Point localization data:
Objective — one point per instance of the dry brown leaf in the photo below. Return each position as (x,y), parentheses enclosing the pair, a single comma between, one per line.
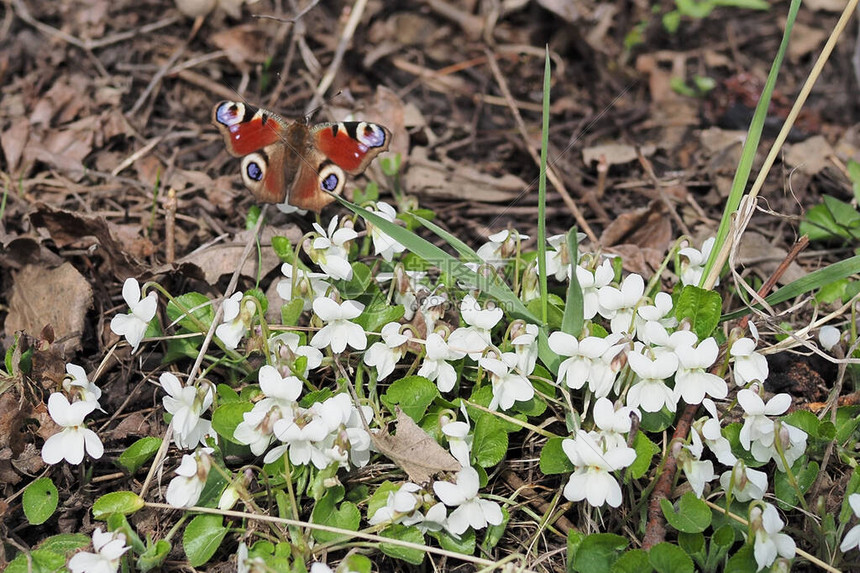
(760,253)
(13,141)
(811,155)
(615,153)
(70,228)
(223,258)
(243,44)
(58,297)
(427,178)
(648,227)
(414,450)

TASK STATEMENT: Give back every entry word for word, and drop the pictures as you go.

RESULT OF THE EXERCISE:
Objective — one point per instance of the dry brown leaf in the photo below. Return each position as (x,y), parentheses enclosing the pair, a single comma between, one per line.
(760,253)
(13,141)
(811,155)
(615,153)
(70,228)
(223,258)
(243,44)
(58,297)
(427,178)
(648,227)
(414,450)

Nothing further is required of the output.